— YOUR GOAL —
All of the lines below should be copied word for word.

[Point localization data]
=-=-=-=-=
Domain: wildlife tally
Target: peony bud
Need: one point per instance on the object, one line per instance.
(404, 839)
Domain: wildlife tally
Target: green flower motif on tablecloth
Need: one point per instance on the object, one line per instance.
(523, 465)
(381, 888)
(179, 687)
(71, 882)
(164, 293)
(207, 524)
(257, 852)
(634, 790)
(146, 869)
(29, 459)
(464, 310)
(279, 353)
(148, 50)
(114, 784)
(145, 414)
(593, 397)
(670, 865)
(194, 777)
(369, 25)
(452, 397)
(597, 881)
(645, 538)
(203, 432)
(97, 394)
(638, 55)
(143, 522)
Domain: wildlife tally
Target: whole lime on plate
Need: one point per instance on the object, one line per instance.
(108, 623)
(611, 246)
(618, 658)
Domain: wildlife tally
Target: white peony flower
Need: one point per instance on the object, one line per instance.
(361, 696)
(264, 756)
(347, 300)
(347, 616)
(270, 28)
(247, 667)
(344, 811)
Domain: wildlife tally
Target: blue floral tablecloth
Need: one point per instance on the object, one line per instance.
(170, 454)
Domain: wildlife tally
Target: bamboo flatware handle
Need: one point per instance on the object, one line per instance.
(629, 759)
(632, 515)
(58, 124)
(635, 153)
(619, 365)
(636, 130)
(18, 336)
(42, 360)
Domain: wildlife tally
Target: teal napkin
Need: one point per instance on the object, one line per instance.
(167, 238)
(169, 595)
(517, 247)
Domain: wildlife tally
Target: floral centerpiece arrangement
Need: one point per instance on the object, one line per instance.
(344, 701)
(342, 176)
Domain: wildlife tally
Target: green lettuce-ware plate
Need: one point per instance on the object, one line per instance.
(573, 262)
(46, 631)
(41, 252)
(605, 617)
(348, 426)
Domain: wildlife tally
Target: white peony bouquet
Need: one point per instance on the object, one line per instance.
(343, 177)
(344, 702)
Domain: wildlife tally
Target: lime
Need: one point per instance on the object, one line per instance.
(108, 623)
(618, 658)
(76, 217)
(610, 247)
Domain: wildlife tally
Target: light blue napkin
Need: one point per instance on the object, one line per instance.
=-=-=-=-=
— OUTPUT BELOW —
Domain: wildlife tally
Target: peony bud
Need: one point per instance on the object, one line per instance.
(404, 839)
Domain: wildlife tally
Target: green flower motif on tablecloth
Need: one point per instance on the object, one line per instance.
(523, 465)
(381, 888)
(179, 687)
(71, 882)
(164, 293)
(207, 524)
(257, 852)
(634, 790)
(146, 869)
(29, 459)
(464, 310)
(279, 353)
(148, 50)
(114, 784)
(145, 414)
(593, 397)
(670, 865)
(194, 777)
(369, 25)
(452, 397)
(597, 881)
(645, 538)
(203, 432)
(97, 394)
(638, 55)
(143, 522)
Domain: wildlife tally
Target: whole lime on plate
Need: one point per instance on the object, one line per instance.
(108, 623)
(611, 246)
(618, 658)
Domain: wildlife tally
Target: white peony flower
Need: one point per instance on the object, one line per instance.
(361, 696)
(264, 756)
(347, 300)
(347, 616)
(270, 28)
(247, 667)
(344, 811)
Domain: wildlife tally
Target: blue floral tablecloth
Need: one point per instance on the object, one line per instance.
(170, 454)
Domain: wildlife tally
Target: bamboo flatware handle
Need: one point per instance on the object, one line per instance.
(629, 759)
(632, 515)
(58, 124)
(635, 153)
(619, 365)
(636, 130)
(18, 336)
(42, 360)
Domain: wildlife tally
Target: teal napkin
Need: one point per instance on the object, one line per instance.
(167, 238)
(169, 595)
(517, 247)
Domain: wildlife tally
Target: floral centerpiece arrangement
Need: one point per instance on the object, one line per instance.
(344, 701)
(342, 176)
Domain: wildlife tally
Target: green lettuce-ware plate
Need: one point per instance on the object, one line per instance.
(573, 262)
(46, 631)
(41, 252)
(605, 617)
(348, 426)
Domain: wildlife tally
Target: white peony bouquet
Need: one point per instance on the object, one line per instance.
(343, 177)
(344, 702)
Domain: wildlife tally
Target: lime
Need: one point per instance on the object, one line per instance.
(108, 623)
(618, 658)
(76, 217)
(610, 247)
Domain: wildlife tally
Target: light blue napkin
Need: one point per instance on the object, one line per instance.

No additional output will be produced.